* PAGE
Publié le 06 février 2009 par Corcky




Je suis bien embêtée, ami lecteur.
Telle que tu me devines, là, en ce riant mais glacial matin de février, je suis bien embêtée.
Tu connais mon goût immodéré pour l'humour le plus noir, mon attachement profond à la gaudriole la plus crasse et mon amour sincère pour le cynisme le plus assumé.
Tu connais aussi mon indéfectible loyauté envers tout ce qui touche à l'Histoire (note la majuscule, c'est important), parce que comme tu le sais, je reste intimement persuadée que c'est en apprenant de notre passé que nous sommes éventuellement en mesure d'améliorer vaguement notre avenir (note, ici, la profondeur de cette assertion qui n'a rien à envier, question inspiration, au génie d'un discours écrit par Henri Guaino à l'intention de NicolasSarkozy pour l'inauguration de la Foire Régionale du Porc à Plouescat).

* À FAIRE
Relevez dans le billet tous les goûts et attachements que le lecteur est censé connaître chez la personne qui écrit. Le matériel qui suit n'a aucun lien avec le billet.

Enregistrements d'une collection:

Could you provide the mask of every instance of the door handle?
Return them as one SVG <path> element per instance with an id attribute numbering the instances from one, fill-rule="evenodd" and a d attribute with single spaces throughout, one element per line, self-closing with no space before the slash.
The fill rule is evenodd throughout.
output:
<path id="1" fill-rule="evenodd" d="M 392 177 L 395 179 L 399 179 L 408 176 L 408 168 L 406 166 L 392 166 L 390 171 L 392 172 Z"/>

* CORRIGÉ
- un goût immodéré pour l'humour le plus noir
- un attachement profond à la gaudriole la plus crasse
- un amour sincère pour le cynisme le plus assumé
- une indéfectible loyauté envers tout ce qui touche à l'Histoire